** Exercise 1 **
In the brisket essay, at what age did the grandmother pass away?

** Source excerpt **
# # # # #
I didn’t like grandma’s brisket — but here's why I’ll always love it

I don’t like Jewish-style brisket. I never have. It’s a hard admission to make!

Published July 30, 2018 8:00PM (EDT)

This story first appeared on Food52, an online community that gives you everything you need for a happier kitchen and home – that means tested recipes, a shop full of beautiful products, a cooking hotline, and everything in between!

It was 7:30 on a Sunday morning, and I was just biding my time until the grocery store opened so I could buy a brisket. It’s not unusual for me to wake up thinking about dinner, but Jewish brisket is outside my normal rotation. Then again, that particular week had been anything but normal.

I had spent much of the previous week sitting by grandmother’s bed in hospice, recounting happy memories and craving all the foods I ate at her house — her salad, her fruit salad, cottage cheese, bitter coffee with flavored creamer. I got the call at 2 a.m. on Saturday night that she had passed away at 89, due to complications from Parkinson’s. Unsurprisingly, my sleep was sparse and patchy for the five and a half hours between getting the call and deciding to get up and get a brisket. It made sense, then, that I’d be looking for soothing, hearty comfort food, a meal I had at my grandparents’ house many times.
# # # # #
** Exercise 2 **
Count the lines of the entries that contain the word "woman" and give only the number.
# # # # #
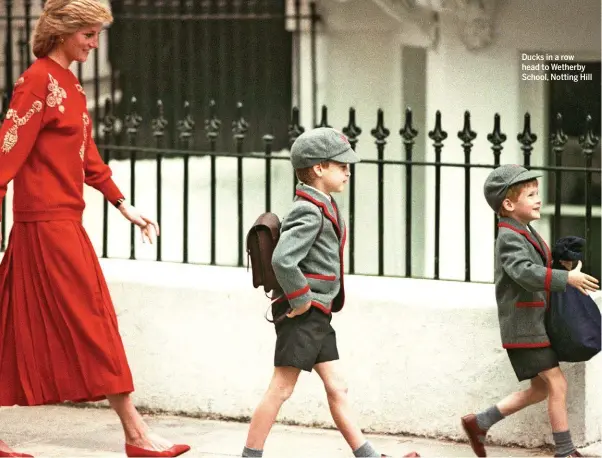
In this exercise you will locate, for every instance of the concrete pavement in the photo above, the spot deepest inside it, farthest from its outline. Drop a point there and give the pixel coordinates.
(69, 432)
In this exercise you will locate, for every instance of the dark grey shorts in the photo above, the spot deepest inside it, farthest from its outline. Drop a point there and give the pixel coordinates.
(529, 362)
(305, 340)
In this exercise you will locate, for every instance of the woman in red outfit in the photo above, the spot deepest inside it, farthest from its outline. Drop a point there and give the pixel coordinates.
(59, 339)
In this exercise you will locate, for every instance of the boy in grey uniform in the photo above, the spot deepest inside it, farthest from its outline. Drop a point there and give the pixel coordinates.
(308, 264)
(524, 279)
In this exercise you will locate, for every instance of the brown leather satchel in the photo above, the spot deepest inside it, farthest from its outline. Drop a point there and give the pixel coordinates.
(261, 241)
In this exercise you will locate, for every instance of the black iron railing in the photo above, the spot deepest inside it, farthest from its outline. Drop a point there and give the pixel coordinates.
(409, 135)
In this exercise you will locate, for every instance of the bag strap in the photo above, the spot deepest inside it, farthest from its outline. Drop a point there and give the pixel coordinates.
(290, 309)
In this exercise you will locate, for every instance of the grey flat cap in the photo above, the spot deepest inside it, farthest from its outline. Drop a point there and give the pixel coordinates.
(319, 145)
(499, 180)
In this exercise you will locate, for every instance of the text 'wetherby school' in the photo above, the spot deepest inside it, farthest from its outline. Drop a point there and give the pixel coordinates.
(555, 71)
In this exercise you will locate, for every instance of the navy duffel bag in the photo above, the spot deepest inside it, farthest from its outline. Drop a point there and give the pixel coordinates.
(573, 325)
(573, 319)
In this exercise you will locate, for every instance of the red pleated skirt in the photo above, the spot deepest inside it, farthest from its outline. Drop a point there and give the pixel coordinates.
(59, 339)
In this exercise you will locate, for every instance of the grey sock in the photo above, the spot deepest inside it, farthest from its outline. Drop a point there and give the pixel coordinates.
(251, 452)
(366, 450)
(489, 417)
(564, 443)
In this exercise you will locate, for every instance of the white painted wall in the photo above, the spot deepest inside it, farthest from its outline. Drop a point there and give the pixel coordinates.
(417, 354)
(361, 63)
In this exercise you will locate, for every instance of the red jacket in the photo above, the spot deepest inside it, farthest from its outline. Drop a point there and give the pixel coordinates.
(47, 147)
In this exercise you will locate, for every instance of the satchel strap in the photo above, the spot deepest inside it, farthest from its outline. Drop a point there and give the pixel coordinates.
(290, 309)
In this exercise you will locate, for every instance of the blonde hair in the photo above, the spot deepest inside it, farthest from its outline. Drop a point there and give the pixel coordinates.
(64, 17)
(513, 194)
(307, 175)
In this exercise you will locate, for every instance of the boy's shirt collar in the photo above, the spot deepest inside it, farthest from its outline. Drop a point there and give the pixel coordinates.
(305, 186)
(321, 199)
(540, 244)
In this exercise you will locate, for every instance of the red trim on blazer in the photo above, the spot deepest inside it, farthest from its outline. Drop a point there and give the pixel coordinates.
(545, 253)
(321, 277)
(324, 207)
(299, 292)
(531, 304)
(342, 258)
(527, 345)
(279, 299)
(322, 307)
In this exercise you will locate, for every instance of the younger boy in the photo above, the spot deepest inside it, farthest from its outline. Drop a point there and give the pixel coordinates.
(308, 263)
(524, 279)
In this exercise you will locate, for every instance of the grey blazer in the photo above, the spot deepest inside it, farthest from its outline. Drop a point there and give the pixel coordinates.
(524, 279)
(308, 264)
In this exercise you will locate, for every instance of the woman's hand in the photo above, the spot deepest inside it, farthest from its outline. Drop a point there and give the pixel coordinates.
(145, 224)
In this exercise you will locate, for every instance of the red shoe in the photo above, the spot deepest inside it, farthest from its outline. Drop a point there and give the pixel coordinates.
(176, 450)
(476, 436)
(14, 454)
(411, 454)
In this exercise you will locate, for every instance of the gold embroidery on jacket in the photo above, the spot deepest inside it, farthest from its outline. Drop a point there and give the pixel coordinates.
(57, 94)
(11, 137)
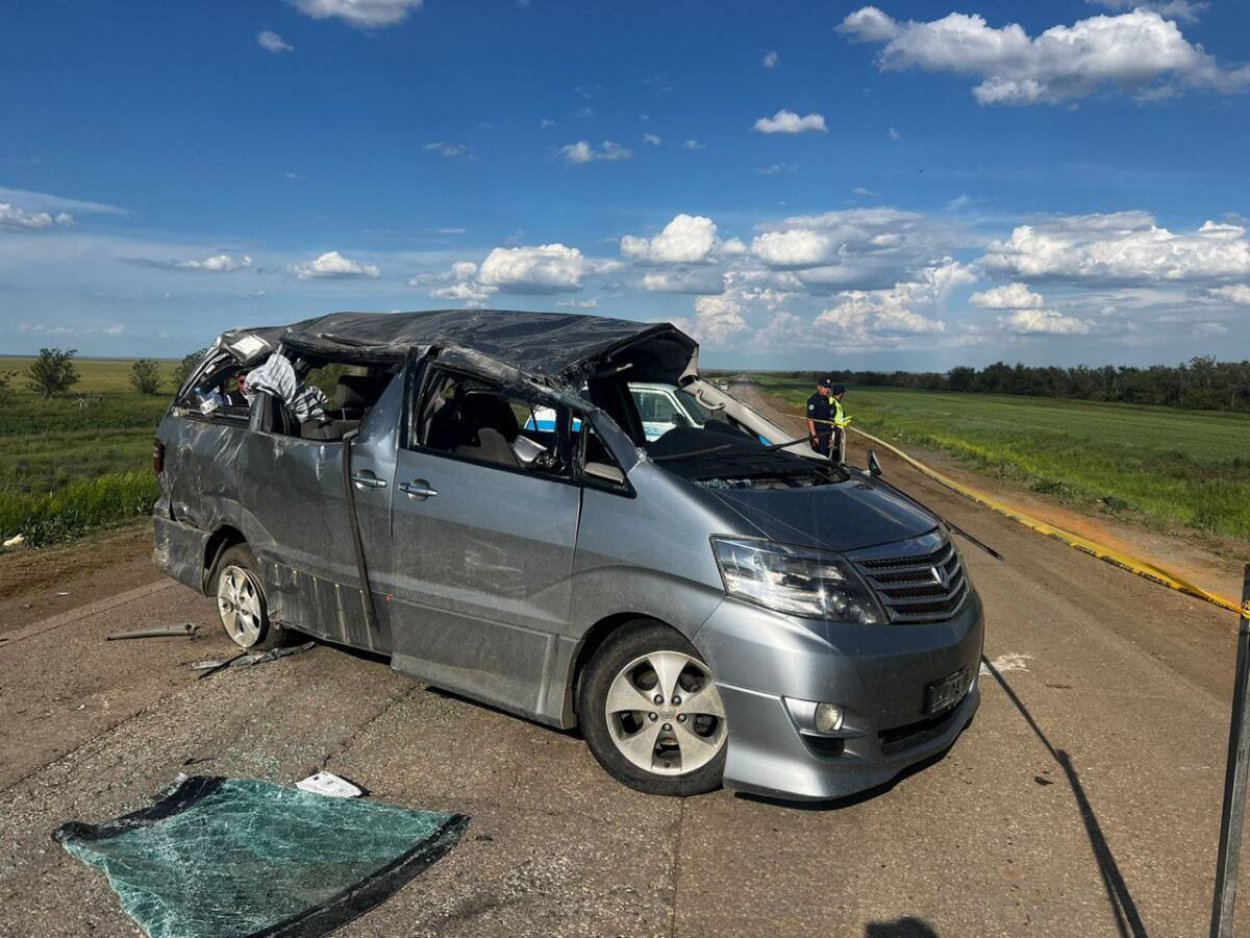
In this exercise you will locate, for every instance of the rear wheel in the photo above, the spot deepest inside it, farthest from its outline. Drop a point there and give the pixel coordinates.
(651, 714)
(241, 602)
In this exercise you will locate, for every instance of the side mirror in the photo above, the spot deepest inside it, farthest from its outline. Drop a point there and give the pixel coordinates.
(605, 473)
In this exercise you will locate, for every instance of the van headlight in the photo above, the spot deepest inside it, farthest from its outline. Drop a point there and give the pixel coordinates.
(816, 584)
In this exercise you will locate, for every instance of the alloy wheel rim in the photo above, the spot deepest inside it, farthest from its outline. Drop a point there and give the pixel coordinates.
(665, 714)
(240, 604)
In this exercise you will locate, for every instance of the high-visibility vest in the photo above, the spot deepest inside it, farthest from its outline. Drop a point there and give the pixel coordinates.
(839, 414)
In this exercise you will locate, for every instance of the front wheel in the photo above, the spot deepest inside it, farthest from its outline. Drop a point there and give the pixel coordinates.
(651, 714)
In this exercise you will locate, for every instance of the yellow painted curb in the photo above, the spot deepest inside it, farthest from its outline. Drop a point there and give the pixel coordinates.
(1133, 564)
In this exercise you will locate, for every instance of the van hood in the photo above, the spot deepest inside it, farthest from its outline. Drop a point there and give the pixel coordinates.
(845, 515)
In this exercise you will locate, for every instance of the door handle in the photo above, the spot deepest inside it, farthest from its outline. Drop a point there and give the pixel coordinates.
(368, 480)
(418, 488)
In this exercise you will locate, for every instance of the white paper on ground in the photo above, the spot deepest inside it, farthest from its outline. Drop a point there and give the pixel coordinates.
(329, 784)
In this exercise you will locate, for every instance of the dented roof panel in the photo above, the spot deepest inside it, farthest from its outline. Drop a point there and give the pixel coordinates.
# # # # #
** Exercise answer 1 **
89

** Exercise answer 2 **
2